───── Text block ─────

Wednesday, October 19, 2011

Worth every minute!

Sunday was Metal Studio Day again, something a small group of us try to do once a month. Often we go in 12 different directions, and just do our own thing, but this time we decided to tackle one project together.

The project on the cover of the Oct-Nov 2011 issue of Step by Step Wire Jewelry had been calling out to us ever since we received the issue in the shop last month. The colors are "my colors" - seems like I am always returning to blue and green when I make jewelry, and green and blue look so fabulous with copper!

This necklace was a mix of cold connections and wire work, and we knew it would take a large chunk of time to create, so we gathered at 9:30 Sunday morning, and started to create.

───── Extracted entries ─────

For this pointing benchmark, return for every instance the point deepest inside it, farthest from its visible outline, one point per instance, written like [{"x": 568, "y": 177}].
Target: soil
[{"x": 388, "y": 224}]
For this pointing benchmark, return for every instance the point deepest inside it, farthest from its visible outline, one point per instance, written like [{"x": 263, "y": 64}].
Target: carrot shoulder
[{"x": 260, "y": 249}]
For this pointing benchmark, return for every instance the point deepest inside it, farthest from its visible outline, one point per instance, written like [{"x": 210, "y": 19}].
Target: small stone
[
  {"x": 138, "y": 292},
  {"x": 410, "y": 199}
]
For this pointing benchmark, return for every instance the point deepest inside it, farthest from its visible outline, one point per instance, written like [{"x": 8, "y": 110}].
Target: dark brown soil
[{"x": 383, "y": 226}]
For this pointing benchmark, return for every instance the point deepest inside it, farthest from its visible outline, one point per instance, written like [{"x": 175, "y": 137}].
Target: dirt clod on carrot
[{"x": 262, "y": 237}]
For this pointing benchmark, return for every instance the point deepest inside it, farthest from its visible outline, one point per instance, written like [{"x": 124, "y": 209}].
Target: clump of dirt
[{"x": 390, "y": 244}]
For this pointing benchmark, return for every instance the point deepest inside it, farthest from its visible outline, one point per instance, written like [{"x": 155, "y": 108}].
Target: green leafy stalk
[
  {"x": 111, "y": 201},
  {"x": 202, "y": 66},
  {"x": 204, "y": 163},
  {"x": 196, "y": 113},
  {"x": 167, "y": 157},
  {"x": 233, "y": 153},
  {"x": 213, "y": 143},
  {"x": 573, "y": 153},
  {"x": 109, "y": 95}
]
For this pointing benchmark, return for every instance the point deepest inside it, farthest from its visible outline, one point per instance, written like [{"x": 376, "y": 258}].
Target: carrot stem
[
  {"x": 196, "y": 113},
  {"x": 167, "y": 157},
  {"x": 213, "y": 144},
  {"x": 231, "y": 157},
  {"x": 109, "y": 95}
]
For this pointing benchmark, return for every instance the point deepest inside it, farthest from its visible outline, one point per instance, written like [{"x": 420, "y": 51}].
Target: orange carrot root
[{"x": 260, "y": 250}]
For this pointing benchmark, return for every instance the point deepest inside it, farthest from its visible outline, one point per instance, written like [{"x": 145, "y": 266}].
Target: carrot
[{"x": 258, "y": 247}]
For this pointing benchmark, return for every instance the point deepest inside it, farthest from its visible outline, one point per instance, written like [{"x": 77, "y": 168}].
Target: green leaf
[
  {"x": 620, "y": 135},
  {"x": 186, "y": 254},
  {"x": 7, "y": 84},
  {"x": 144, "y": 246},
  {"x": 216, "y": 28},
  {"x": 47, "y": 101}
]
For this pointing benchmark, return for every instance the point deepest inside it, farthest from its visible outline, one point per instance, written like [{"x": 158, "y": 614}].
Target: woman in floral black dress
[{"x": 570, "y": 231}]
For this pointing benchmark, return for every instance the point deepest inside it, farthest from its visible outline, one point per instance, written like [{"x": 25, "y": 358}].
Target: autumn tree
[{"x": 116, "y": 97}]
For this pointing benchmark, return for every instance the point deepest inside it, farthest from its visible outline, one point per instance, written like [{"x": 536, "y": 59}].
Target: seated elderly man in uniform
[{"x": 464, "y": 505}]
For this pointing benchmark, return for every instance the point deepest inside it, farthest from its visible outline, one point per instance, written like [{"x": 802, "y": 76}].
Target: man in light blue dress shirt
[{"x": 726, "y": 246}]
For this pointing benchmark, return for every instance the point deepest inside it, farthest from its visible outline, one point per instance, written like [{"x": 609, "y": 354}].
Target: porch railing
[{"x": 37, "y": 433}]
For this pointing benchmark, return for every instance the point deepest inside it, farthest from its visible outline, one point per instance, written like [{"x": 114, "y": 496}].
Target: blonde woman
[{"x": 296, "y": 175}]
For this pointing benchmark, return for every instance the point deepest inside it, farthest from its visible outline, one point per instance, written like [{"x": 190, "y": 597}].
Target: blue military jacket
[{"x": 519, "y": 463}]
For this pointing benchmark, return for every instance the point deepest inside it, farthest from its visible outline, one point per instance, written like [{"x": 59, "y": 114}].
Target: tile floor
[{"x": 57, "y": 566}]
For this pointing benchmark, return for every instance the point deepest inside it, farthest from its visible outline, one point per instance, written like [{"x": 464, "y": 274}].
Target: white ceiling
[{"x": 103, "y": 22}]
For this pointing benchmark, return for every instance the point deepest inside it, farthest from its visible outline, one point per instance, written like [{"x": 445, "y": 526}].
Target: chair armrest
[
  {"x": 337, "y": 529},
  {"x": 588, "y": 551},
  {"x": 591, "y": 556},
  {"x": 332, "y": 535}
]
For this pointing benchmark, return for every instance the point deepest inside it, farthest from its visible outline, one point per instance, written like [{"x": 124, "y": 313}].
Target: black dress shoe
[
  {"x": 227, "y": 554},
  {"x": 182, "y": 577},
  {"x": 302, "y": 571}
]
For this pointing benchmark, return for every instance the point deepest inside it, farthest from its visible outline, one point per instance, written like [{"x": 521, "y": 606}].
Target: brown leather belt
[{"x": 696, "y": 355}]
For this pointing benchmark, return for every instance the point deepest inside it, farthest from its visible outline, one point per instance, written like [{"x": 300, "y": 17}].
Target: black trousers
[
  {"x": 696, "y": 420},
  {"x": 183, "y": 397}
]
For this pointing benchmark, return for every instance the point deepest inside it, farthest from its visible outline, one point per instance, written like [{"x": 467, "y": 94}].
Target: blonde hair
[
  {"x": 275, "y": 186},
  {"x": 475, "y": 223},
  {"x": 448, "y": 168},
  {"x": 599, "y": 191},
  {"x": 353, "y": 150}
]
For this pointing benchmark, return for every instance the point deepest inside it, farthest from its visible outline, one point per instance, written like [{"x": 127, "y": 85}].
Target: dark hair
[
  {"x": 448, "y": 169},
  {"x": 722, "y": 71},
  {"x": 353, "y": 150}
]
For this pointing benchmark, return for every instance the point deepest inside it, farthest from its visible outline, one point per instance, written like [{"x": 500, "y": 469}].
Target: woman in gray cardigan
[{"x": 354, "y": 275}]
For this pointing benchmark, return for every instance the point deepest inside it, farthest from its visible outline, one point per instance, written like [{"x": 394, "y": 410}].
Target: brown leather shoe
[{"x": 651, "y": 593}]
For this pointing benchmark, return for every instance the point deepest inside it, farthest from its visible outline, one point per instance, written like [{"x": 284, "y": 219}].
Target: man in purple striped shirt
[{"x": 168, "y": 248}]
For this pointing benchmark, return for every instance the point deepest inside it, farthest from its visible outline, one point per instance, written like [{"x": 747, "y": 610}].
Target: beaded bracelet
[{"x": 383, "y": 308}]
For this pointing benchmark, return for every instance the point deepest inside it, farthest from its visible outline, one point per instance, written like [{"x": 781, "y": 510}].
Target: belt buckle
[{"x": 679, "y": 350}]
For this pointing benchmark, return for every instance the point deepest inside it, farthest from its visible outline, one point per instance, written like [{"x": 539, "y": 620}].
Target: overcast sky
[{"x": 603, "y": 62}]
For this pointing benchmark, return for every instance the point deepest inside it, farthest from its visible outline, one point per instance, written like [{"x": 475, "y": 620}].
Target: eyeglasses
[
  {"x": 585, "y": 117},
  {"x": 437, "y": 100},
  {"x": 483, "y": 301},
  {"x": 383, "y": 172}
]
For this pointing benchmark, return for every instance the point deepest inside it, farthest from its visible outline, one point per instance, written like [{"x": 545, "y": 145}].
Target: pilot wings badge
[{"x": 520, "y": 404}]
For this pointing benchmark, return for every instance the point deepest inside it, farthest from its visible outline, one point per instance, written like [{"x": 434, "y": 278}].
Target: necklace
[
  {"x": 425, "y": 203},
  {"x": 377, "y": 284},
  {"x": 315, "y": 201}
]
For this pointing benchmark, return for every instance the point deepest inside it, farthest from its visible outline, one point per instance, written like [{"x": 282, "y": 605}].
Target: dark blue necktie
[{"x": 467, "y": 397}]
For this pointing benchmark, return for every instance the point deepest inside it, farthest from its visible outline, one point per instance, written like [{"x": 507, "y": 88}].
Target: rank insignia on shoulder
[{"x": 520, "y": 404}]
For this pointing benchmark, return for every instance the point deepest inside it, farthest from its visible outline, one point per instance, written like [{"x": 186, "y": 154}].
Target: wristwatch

─────

Task list –
(1) In the blog post about Metal Studio Day, what time did the group gather on Sunday morning?
(2) Repeat a passage of the blog post about Metal Studio Day word for word. Begin at the words "The project on" and stop after the words "started to create.".
(3) Write what comes next in the blog post about Metal Studio Day, picking up after its final sentence.

Answers to the exercise –
(1) The group gathered at 9:30.

(2)
The project on the cover of the Oct-Nov 2011 issue of Step by Step Wire Jewelry had been calling out to us ever since we received the issue in the shop last month. The colors are "my colors" - seems like I am always returning to blue and green when I make jewelry, and green and blue look so fabulous with copper!

This necklace was a mix of cold connections and wire work, and we knew it would take a large chunk of time to create, so we gathered at 9:30 Sunday morning, and started to create.

(3)
I have to say that this project was unusually poorly written for a Step by Step Wire project; I can't recall ever seeing such vague instructions in a Step-by-Step project. To begin with, rather than telling you how much wire to use for the base piece, the instructions call for working directly off the wire spool, and coiling until "you have the right size". Yet the "right size" is never specified, and when a group of people are trying to create a project where they are sharing one spool of wire, they can't all "work off the spool" - an approximate length, and a template, would have been very helpful. So we spent quite some time on this step, futzing around, and wasting a lot of wire.

The size of this coiled wire base - its width, the height of its coils, and the number of coils - is critical to all the rest of the steps in the project, and determines the number and size of the beads and domed copper cups that will fill in the design. Without any clear measurements provided by the project, we sort of worked in the dark, cutting and doming our copper cups ("Make as many as you like.") while the base coil tumbled, not knowing really how many or what sizes we needed. But we made several different sized domed cups, and then had fun rummaging through the shop looking for green, blue, and brown beads to add to our project.

I decided to patina some of my copper cups using a method described in my brand new copy of Jewelry Lab.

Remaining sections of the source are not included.